THE PROBLEM |
Put the lines of the records into a numbered list, starting with the line that contains "Return the outline of every instance of the paved" and continuing through the line that contains "344 286 L 341", both ends included. Leave out blank lines and number no other lines.

GIVEN INFORMATION |
◇ ◇ ◇

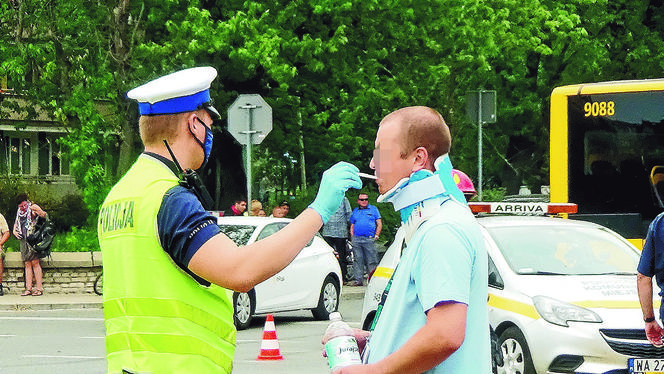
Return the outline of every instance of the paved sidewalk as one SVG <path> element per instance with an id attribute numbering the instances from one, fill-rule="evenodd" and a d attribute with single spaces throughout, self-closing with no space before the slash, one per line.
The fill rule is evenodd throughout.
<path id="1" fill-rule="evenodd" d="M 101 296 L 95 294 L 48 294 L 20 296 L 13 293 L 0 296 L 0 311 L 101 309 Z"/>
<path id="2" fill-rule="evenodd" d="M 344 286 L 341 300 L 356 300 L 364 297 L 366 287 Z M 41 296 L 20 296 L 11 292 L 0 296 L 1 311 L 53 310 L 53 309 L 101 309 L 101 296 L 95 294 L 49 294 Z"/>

◇ ◇ ◇

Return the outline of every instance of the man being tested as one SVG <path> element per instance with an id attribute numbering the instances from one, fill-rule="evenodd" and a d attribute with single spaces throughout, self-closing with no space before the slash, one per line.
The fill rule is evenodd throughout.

◇ ◇ ◇

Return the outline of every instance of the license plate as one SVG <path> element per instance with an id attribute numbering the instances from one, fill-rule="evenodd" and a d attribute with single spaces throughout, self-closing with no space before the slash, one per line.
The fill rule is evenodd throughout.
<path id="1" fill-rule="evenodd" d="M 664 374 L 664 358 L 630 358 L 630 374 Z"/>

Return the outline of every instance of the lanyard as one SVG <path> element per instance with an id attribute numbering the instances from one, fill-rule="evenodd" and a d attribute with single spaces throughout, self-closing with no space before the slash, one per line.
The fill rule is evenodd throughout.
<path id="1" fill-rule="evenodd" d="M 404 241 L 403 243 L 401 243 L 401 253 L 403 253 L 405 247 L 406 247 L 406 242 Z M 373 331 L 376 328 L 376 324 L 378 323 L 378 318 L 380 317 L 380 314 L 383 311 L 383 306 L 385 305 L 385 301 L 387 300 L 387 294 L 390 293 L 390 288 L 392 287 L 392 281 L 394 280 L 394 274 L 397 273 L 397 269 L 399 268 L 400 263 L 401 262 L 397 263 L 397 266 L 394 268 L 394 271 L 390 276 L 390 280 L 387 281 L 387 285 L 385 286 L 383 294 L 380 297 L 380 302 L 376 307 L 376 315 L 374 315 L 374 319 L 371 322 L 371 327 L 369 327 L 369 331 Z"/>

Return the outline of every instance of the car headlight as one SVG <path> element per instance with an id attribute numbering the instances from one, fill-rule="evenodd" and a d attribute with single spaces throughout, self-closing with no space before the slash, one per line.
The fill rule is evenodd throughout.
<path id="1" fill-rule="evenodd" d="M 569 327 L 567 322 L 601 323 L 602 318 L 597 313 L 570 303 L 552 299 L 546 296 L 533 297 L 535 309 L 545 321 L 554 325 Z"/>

◇ ◇ ◇

ANSWER IN FULL |
1. Return the outline of every instance of the paved sidewalk as one SVG <path> element per instance with an id attribute numbering the instances from one, fill-rule="evenodd" and a d attribute with single spaces throughout, self-closing with no space before the slash, one per line.
2. The fill rule is evenodd throughout.
3. <path id="1" fill-rule="evenodd" d="M 101 296 L 95 294 L 48 294 L 20 296 L 13 293 L 0 296 L 0 311 L 101 309 Z"/>
4. <path id="2" fill-rule="evenodd" d="M 344 286 L 341 300 L 356 300 L 364 297 L 366 287 Z M 41 296 L 20 296 L 11 292 L 0 296 L 1 311 L 53 310 L 53 309 L 101 309 L 101 296 L 95 294 L 49 294 Z"/>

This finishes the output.